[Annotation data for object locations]
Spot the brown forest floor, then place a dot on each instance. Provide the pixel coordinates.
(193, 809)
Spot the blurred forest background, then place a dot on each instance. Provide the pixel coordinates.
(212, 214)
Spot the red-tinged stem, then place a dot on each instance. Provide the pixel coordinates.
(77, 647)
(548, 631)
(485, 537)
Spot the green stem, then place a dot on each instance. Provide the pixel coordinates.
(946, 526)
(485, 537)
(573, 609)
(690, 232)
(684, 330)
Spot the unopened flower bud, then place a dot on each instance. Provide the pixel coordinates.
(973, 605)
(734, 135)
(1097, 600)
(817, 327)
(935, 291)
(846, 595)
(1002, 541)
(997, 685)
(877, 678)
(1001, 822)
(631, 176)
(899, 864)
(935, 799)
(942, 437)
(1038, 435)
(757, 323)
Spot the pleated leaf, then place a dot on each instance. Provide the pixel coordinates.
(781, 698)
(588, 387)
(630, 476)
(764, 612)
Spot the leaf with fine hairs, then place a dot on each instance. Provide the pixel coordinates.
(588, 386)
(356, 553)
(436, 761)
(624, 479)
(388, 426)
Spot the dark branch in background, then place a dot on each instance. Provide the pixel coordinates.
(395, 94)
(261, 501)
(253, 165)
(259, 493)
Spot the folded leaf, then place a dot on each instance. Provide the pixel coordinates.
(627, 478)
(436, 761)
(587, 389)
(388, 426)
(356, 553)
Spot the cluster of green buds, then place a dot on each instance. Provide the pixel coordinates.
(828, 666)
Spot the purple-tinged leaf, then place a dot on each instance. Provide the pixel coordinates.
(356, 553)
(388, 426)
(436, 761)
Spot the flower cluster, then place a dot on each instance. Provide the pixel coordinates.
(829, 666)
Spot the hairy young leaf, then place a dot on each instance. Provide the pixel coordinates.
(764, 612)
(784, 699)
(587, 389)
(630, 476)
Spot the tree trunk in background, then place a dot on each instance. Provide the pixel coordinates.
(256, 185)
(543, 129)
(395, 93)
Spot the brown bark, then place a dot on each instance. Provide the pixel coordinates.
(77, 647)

==

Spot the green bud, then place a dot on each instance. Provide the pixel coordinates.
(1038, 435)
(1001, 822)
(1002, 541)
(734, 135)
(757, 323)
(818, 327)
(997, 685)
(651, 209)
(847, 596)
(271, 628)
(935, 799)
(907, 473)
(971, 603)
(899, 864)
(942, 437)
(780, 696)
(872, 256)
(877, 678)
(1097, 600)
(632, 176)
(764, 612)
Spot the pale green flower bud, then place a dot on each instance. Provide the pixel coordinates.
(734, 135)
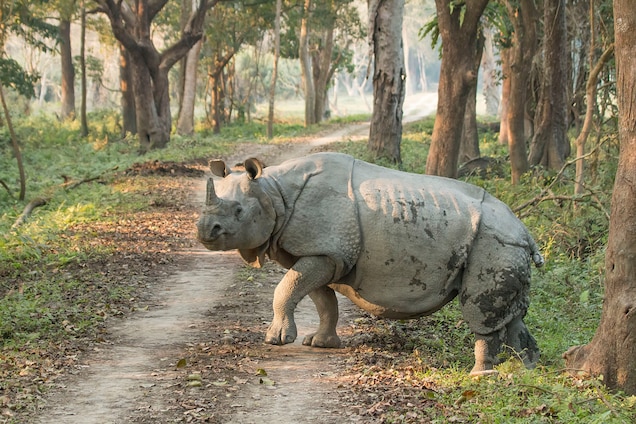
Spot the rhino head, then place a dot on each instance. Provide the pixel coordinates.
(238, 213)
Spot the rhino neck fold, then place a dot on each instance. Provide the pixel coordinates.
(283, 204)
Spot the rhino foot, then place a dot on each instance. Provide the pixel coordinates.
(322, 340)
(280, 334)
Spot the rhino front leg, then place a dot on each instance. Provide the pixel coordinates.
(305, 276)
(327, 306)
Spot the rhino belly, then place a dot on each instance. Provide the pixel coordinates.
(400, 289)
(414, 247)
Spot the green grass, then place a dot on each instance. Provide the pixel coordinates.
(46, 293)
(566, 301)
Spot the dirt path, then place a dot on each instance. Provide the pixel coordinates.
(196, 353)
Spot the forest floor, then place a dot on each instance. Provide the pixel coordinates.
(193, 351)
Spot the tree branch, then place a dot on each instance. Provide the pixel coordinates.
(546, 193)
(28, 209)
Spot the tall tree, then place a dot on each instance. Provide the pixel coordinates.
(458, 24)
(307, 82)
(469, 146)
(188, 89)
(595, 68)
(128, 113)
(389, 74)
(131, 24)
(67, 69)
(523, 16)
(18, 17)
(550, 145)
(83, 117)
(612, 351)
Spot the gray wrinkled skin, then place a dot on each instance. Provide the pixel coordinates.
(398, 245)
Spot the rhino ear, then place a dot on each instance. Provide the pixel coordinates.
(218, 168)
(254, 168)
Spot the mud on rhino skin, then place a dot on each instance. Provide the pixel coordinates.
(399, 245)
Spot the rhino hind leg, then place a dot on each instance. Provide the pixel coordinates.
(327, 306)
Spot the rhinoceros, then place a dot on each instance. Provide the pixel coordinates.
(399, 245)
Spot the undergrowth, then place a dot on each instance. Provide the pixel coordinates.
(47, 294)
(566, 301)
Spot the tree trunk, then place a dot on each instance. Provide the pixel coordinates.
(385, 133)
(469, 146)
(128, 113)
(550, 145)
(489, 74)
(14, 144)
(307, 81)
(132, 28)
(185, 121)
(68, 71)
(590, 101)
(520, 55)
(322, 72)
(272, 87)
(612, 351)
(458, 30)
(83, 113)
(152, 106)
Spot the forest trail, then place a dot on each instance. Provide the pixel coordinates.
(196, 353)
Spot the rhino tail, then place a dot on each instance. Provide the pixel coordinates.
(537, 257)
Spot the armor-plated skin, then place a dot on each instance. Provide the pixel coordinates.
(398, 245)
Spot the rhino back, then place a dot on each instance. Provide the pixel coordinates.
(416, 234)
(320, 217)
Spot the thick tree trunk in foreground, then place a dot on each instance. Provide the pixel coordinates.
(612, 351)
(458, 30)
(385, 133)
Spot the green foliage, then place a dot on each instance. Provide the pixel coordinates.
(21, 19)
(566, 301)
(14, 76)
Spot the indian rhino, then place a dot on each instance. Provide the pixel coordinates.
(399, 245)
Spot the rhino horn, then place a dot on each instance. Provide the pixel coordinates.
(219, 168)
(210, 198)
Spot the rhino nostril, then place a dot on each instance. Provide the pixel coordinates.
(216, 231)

Requirements:
Which lines above contain the string "leaf"? Extract each of them in full.

Output below:
Spot the pleated leaf, then place a dot on each instance. Provide the pixel coordinates.
Spot the leaf with fine hairs, then place a dot on each instance. Provide the pixel coordinates.
Spot the folded leaf, then place a dot on each instance. Provide the pixel coordinates.
Spot the purple-tinged leaf, then place a dot on each instance. Provide the pixel coordinates.
Spot the hairy young leaf, then place a dot on each instance. Provide the pixel coordinates.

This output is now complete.